* **Given passage**:
-- Opening Marker --

At least 88 people have died and thousands have left homeless as cyclonic storm Amphan hit the coastal towns and cities in India and Bangladesh. Rescue teams struggled to work at coastal villages that had been affected by torn down power lines and flooding over large tracts of land.

Chief Minister Mamata Banerjee in the Indian state of East Bengal said on Thursday that at least 72 people had died. Most of them have died due to electrocution or by trees fallen by the winds. Winds blew with a speed of 185km per hour. However, at least 16 people have died in Bangladesh.

“Area after area has been ruined,” Ms. Banerjee was quoted as saying by the Press Trust of India news agency. “I have experienced a war-like situation today.”

“The impact of Amphan is worse than coronavirus,”

Several roads in Kolkata are flooded and 14 million people in Kolkata are not getting electricity.

Authorities had evacuated several people before Cyclone Amphan hit. But officials said that full reports of damage and the number of deaths will be revealed once communications were restored.

On the contrary, The United Nations office in Bangladesh says that around 10 million people were affected. Around 500, 000 people have become homeless.

-- Closing Marker --

* **Task instructions**:
- a) For each statement, say whether the Amphan report agrees with it. Answer yes or no, and quote the words of the report that decide it.
(i) The winds reached a speed of 185 km per hour.
(ii) Most of the deaths in India were caused by drowning.
(iii) The United Nations office in Bangladesh put the number of people affected at about 10 million.
- b) Continue the Amphan report from its final sentence.
The entries have nothing to do with the work on the Amphan report.

* **Provided records**:
-- Opening Marker --

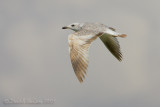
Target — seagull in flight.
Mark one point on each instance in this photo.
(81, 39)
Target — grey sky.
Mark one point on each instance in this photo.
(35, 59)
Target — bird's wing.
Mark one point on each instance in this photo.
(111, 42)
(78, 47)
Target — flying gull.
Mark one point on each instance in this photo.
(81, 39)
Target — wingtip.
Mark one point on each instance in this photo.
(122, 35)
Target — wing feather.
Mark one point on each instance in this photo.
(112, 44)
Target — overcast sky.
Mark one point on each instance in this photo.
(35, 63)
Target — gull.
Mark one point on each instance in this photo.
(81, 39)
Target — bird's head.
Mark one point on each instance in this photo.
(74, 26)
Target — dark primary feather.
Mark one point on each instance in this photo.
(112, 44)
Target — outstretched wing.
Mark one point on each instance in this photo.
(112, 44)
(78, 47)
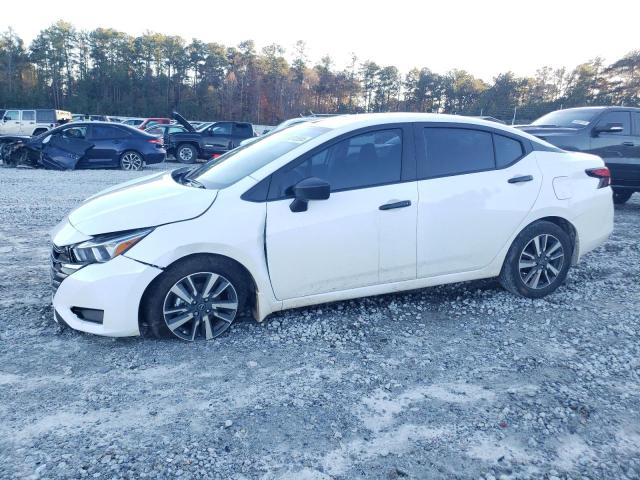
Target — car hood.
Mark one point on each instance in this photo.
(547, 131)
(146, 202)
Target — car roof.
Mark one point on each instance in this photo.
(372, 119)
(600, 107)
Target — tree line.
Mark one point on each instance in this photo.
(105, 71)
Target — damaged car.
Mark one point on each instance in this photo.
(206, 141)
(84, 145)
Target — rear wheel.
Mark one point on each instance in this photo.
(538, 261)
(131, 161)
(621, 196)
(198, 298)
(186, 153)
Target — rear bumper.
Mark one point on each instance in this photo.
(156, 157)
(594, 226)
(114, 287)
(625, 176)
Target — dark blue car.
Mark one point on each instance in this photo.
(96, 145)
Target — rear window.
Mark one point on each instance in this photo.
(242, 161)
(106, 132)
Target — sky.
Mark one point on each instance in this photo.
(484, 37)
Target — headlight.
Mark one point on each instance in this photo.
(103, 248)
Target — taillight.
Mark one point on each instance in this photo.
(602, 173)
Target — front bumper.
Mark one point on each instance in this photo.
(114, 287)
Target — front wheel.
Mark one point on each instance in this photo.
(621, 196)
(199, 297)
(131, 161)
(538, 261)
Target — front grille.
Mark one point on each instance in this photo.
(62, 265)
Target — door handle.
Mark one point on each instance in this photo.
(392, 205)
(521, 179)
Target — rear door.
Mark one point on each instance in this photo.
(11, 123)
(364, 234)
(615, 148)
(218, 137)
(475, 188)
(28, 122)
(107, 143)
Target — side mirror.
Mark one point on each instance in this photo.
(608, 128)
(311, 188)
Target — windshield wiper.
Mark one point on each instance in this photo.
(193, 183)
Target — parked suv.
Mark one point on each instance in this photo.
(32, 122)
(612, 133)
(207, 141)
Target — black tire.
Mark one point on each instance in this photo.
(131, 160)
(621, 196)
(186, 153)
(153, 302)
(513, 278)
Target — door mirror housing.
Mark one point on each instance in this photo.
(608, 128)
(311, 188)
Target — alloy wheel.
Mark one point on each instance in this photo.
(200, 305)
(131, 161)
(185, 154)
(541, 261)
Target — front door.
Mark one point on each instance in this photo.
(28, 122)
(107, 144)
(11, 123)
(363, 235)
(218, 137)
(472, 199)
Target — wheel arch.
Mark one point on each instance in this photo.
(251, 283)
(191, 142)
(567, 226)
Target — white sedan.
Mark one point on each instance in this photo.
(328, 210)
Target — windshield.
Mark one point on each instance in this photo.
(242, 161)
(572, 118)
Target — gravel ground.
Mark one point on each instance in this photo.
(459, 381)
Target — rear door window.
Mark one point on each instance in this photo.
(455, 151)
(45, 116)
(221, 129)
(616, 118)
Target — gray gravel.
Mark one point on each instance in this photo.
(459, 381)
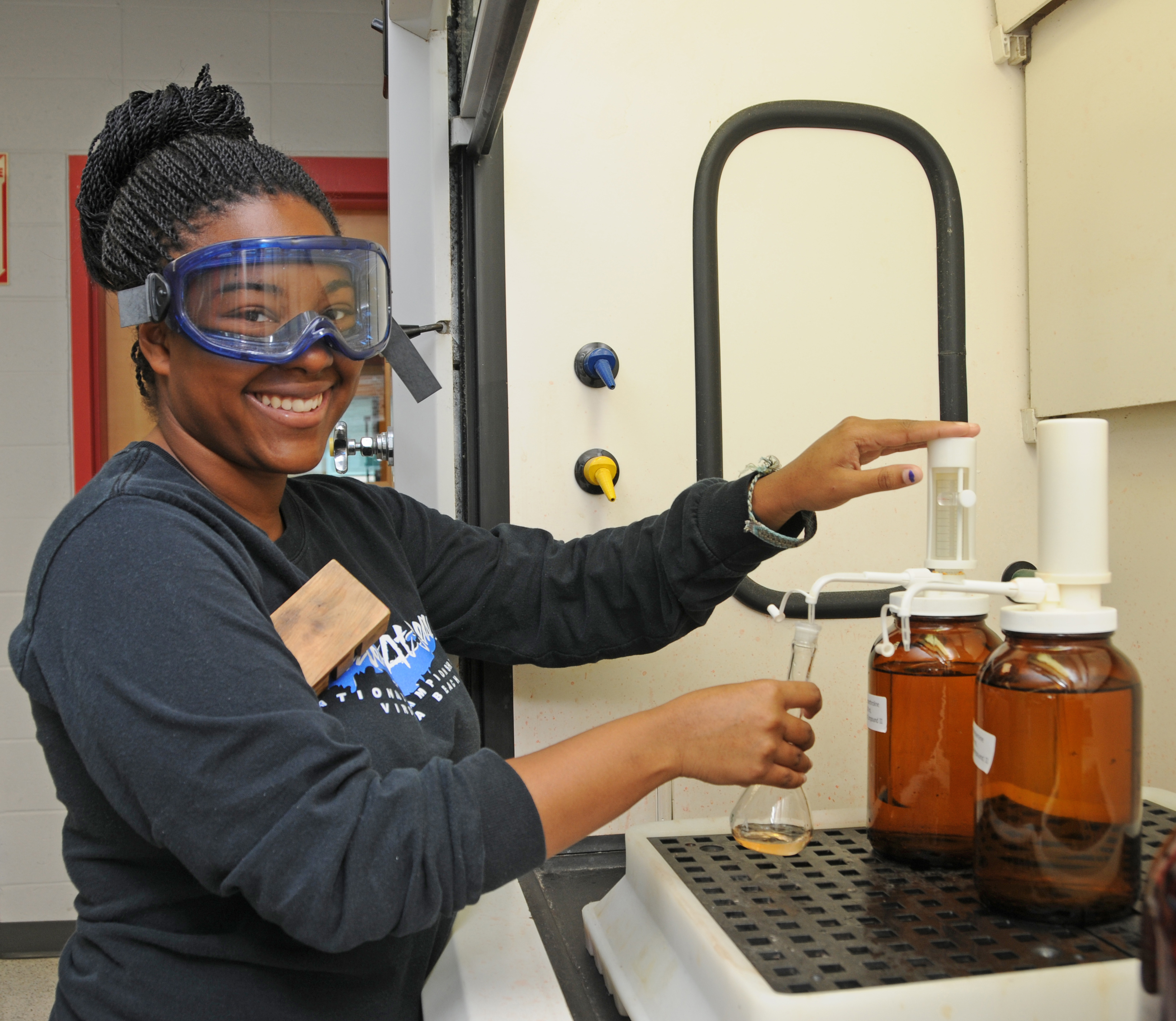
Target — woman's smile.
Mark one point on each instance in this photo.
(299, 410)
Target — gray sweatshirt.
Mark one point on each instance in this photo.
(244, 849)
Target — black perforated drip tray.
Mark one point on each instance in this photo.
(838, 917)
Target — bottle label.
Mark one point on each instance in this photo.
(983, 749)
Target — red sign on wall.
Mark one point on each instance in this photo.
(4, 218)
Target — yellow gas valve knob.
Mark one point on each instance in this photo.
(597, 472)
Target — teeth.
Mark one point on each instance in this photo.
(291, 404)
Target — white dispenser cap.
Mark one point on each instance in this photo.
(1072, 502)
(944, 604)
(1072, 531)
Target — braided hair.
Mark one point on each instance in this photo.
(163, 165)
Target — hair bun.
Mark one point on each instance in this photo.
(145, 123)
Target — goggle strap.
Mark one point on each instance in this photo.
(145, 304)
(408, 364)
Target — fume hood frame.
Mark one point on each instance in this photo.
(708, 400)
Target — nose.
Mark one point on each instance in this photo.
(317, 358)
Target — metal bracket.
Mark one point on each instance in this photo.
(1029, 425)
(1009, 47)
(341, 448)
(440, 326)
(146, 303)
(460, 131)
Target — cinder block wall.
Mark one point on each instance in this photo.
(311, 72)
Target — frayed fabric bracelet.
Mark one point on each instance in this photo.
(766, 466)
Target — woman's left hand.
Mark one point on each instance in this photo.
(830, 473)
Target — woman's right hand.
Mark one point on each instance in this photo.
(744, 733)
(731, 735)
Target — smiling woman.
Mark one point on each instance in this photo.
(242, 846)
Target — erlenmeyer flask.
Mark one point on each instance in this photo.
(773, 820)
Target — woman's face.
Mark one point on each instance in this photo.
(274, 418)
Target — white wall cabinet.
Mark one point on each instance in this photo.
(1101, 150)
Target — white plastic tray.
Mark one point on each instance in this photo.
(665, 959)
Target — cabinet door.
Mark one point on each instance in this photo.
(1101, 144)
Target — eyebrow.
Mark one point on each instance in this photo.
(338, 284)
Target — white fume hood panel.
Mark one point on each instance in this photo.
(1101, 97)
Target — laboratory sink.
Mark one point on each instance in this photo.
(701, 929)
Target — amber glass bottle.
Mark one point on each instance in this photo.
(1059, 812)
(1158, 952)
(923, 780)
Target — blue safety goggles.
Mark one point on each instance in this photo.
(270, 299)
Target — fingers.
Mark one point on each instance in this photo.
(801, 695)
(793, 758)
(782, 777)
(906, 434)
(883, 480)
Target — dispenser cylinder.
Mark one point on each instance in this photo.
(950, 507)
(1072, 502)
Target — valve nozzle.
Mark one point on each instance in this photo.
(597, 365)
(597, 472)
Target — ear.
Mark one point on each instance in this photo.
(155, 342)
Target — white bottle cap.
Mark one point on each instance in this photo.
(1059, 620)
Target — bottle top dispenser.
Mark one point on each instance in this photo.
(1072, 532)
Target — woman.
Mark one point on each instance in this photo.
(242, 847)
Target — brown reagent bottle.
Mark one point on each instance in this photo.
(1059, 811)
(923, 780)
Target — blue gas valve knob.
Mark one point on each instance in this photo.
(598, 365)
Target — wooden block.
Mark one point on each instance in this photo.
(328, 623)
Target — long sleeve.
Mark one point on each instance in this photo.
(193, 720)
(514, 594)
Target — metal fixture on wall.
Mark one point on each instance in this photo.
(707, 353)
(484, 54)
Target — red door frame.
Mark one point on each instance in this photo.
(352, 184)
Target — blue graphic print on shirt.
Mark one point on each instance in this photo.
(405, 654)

-- Closing Marker --

* **Results of the exercise**:
- a)
(i) Yes: "Winds blew with a speed of 185km per hour."
(ii) No: "Most of them have died due to electrocution or by trees fallen by the winds."
(iii) Yes: "The United Nations office in Bangladesh says that around 10 million people were affected."

- b)
Azgar Ali, 49, a resident of Satkhira district on the Bangladesh coast said to the international news agency, “I have never seen such a cyclone in my life. It seemed like the end of the world. All I could do was to pray … Almighty Allah saved us,”

A journalist from an international news source said, “Five million people are without power. There has been heavy damage, especially in southwestern Bangladesh in the Sundarbans mangrove forest which got the direct hit … thousands of houses have been washed away due to the tidal surge,”

“People are definitely going to lose croplands and fisheries. That area is known for shrimp culture and other aquaculture, so these people are going to lose their livelihood.”